Please gather each line of the listing below that contains the string "raspberry". Case counts.

::: Exercise input :::

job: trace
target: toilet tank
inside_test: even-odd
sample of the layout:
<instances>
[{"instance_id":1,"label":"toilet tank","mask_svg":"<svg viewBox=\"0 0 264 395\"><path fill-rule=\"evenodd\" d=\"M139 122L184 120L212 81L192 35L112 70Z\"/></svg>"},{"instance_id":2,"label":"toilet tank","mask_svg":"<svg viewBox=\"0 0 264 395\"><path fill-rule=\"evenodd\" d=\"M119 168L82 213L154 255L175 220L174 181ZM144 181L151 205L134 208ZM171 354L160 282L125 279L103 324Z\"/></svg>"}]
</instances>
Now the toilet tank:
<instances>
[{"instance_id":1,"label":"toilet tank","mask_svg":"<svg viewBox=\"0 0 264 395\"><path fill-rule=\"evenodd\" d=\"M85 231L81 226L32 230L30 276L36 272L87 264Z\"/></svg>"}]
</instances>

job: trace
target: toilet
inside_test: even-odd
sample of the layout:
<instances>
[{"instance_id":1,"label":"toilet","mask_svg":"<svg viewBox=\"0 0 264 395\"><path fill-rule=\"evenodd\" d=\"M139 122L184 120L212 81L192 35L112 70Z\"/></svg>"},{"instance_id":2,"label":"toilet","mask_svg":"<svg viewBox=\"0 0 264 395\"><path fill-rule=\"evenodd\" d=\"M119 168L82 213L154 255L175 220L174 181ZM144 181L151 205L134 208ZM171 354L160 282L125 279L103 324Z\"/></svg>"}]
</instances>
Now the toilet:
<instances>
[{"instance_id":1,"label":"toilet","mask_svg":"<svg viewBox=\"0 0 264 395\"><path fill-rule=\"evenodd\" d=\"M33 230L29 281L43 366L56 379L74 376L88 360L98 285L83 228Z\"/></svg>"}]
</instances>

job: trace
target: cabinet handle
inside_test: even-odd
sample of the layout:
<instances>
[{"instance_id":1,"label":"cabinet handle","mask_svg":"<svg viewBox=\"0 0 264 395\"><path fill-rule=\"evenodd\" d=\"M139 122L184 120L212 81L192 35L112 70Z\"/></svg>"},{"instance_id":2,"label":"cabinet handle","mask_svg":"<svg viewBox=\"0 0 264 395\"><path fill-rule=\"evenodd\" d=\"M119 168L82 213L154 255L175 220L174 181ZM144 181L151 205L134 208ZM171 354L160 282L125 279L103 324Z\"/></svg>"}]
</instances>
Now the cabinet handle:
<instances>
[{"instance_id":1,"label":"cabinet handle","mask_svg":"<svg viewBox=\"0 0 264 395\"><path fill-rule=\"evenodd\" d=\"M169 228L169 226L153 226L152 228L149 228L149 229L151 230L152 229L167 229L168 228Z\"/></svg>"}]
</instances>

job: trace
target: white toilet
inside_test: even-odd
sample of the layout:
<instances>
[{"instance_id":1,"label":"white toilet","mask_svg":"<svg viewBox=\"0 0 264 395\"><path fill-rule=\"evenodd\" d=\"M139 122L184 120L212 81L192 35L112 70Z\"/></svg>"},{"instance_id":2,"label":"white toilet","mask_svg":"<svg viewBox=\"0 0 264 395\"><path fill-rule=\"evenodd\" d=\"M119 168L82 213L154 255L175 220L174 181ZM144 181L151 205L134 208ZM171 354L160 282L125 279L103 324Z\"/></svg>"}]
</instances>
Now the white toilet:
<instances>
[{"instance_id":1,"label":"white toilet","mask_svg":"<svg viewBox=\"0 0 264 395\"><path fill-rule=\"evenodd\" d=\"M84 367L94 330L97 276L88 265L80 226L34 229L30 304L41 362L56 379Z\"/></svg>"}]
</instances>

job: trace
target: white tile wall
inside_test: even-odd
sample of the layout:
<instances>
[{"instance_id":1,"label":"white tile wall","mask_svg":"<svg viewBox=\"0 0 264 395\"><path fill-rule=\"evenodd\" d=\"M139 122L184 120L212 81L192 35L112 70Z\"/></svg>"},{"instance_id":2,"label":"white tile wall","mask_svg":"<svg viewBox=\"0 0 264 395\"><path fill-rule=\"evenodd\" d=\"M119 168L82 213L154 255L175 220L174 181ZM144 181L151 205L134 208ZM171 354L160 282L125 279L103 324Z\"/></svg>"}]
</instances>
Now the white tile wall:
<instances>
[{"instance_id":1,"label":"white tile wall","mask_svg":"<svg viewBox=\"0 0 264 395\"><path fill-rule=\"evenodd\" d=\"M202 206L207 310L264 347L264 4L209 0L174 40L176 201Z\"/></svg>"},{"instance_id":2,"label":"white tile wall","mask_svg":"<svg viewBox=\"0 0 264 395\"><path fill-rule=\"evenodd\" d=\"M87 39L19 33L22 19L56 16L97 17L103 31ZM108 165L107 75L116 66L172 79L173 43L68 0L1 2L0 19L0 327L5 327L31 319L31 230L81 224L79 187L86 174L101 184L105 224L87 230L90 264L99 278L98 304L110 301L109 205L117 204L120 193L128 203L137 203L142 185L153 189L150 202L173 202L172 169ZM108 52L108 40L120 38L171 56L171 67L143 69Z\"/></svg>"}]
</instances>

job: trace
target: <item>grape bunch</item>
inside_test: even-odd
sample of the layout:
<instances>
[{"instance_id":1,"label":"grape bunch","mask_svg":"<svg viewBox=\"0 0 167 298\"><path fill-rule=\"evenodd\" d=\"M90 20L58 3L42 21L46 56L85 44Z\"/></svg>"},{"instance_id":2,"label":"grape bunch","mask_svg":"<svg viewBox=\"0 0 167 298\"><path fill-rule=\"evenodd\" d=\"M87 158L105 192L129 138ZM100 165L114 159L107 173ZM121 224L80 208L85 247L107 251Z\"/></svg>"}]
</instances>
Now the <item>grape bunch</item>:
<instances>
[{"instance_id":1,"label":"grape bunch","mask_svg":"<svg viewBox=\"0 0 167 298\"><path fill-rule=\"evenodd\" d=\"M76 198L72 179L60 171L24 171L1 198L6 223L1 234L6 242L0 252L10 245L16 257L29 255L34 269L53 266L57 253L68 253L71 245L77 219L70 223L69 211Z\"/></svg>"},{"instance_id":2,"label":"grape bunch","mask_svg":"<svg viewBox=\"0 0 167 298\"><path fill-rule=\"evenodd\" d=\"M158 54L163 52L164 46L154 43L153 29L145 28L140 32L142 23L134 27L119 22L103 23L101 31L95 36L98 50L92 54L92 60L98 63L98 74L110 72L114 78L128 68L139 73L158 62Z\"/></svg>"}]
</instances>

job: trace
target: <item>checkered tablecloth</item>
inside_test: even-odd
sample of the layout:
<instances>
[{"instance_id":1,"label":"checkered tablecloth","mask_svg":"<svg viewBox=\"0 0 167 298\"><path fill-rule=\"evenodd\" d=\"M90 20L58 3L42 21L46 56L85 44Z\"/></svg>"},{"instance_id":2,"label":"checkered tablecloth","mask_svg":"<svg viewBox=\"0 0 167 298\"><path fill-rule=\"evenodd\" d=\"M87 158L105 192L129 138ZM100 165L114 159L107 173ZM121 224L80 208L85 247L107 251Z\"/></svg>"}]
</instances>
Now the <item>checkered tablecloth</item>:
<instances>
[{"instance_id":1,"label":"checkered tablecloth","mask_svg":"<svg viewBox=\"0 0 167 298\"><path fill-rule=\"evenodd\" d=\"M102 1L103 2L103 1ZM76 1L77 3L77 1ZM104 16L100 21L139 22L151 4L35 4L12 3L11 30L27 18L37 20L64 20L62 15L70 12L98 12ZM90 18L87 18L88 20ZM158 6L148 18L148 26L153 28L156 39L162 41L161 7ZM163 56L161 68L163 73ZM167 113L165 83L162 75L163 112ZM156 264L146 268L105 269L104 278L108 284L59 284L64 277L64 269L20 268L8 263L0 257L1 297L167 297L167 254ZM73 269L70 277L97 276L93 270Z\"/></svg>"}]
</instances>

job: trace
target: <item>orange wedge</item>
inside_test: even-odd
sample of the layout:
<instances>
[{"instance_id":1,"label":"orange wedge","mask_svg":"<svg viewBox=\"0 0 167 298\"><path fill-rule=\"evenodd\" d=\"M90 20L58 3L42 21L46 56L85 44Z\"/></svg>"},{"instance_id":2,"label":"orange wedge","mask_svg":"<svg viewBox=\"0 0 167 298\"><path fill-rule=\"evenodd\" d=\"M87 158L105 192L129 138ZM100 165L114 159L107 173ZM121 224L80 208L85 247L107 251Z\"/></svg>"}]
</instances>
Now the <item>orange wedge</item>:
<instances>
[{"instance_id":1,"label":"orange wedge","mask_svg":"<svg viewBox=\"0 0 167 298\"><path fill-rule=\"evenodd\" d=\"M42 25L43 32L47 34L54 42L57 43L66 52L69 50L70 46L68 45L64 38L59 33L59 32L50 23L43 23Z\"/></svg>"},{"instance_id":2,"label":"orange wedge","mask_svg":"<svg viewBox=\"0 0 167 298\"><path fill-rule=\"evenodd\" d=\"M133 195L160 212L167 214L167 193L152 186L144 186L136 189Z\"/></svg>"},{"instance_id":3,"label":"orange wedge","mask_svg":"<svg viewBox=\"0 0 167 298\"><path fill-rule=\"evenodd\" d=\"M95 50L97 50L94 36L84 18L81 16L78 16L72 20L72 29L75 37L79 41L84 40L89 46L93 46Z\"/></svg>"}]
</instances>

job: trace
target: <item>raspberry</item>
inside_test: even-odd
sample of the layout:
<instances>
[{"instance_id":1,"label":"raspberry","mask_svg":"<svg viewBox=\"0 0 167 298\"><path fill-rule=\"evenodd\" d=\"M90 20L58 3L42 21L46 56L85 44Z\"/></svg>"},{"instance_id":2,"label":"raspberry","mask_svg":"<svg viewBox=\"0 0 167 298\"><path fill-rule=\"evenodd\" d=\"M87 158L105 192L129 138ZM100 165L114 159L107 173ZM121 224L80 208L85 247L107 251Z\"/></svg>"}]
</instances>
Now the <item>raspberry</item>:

:::

Result:
target: <item>raspberry</item>
[{"instance_id":1,"label":"raspberry","mask_svg":"<svg viewBox=\"0 0 167 298\"><path fill-rule=\"evenodd\" d=\"M90 20L58 3L42 21L46 56L85 44Z\"/></svg>"},{"instance_id":2,"label":"raspberry","mask_svg":"<svg viewBox=\"0 0 167 298\"><path fill-rule=\"evenodd\" d=\"M87 158L105 192L129 138ZM100 165L114 159L107 173ZM121 224L80 208L85 247L107 251Z\"/></svg>"}]
Now the <item>raspberry</item>:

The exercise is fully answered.